### Aim of the exercise
Continue the comment thread about Dana's post from where it stops.

### Page
──────
You Drew are the Tina Fey of OS and Dana Douglas is your Sarah Palin.
Thanks for expanding my vocabulary. And the insight.
I guess I wasn't thinking we had a female Ari Gold on this site. I'm still astonished at the level of hubris shown on that other post.
And Mr. E, thanks for the encouragement, but I'm thinking of starting my own categ0ry of archy, may a "mamapapa-archy," or a "giantruthlessbeautifuluberlawyerocracy." those don't roll off the tongue that smoothly, but you get the general idea there. Tell you what; f you come back with a smoother name sugestion for my new arch-orcracy, I won't eat your adrenal gland.
Snarkalarky
(Runners Up)
Hatriarchy
Malarchy
Here's an interesting thought experiment. Imagine that Dana's post had been written by a man with similar language directed toward women: women fear me, I'm more powerful than they are, women are unworthy of me, I'm smarter than they are, I bend them to my will, I rip out their ovaries and shove them down their throats, & etc.
Most people would consider that to be the ravings of a sociopath. But for some reason, when it comes from a woman and is directed toward men, some people find it inspiring and a valid affirmation of one's accomplishments. I don't get it.
Aloha Kakou
Looks like Dana is gone from OS. That's too bad. Even if some of us had a problem with her last post (I'm with mishma...if a man had written it there would've been lots more said) I'm sad. Dana contributed a lot around here. Personally, I'll miss her and the point of view she contributed to the ongoing discussions around here.
Drumming someone out with sarcasm seems a bit harsh, dont' ya think? It's one thing if a writer personally attacks another OS member. In my opinion, Dana was being Dana.
Remind me not to be myself.
Rather than type out a big comment in response to your talented snarky parody, I'll just copy and paste the big comment I left on wakingupslowly's post of support for me. FWIW, here it is...
----------------------------------------
Wakingupslowly, thank you so very much for this post of support. It means a lot that you would feel that way and even go to the trouble of posting it, thereby opening yourself up, too. If ever I need a defender, you are the kind of person I want standing beside me, cuz everything you write shows what a wonderful human being you are.
──────
### Stored data
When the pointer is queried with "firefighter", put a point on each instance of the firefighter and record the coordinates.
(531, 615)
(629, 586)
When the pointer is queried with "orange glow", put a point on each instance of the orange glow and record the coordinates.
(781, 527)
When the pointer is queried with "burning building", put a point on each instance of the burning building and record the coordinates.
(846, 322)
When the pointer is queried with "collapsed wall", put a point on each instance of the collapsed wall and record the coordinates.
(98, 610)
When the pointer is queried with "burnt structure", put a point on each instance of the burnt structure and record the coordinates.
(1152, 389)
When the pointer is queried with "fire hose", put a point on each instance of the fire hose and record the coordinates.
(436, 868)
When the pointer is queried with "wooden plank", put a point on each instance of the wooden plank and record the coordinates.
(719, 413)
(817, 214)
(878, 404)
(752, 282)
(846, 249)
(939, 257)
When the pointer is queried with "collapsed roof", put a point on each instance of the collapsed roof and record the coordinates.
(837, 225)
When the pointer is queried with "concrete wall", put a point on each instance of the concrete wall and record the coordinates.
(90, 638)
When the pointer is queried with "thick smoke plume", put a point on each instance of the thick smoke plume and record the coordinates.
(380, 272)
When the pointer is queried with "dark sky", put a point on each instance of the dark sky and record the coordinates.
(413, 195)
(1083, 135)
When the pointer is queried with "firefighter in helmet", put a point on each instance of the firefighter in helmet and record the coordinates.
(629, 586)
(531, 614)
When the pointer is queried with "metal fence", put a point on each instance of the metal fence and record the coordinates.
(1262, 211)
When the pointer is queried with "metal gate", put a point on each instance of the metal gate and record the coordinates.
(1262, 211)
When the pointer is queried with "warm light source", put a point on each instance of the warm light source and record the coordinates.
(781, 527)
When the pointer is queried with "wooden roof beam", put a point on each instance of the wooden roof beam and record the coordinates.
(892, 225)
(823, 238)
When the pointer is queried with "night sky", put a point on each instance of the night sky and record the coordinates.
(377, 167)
──────
### Answer to this exercise
As for the big mystery of why I took my post down: It was not directly in response to Drew Silla's snarky parody -- which did not offend me, btw, and which I thought was a very talented take on her reaction to my post -- but it did factor into my decision.
I had intended my post to be a cry from the hilltop to women feeling like victims. It was inspired by fingerlakeswanderer's post about women being cast as less than human in this culture, and the constant fight for personhood and the draining effects on the soul that has. I didn't know how to talk to women about claiming power without sounding like I was lecturing them. I am not, after all, as talented a writer as so many here are. I am a hack in a forum filled with talent I can only appreciate from afar.
So I decided the least lecturing, least threatening thing I could do was simply raise my fist in the air and proclaim my own freedom from victimhood as loudly as possible.
It wasn't intended as self-promotion, or man-bashing, or claims of superiority over other women. It was meant as a way of saying,
"See? Here is where we really stand! Here is what we can do! We are not victims, and we are not inferior. We are any man's equal, and we need to START from that assumption, not aspire to it."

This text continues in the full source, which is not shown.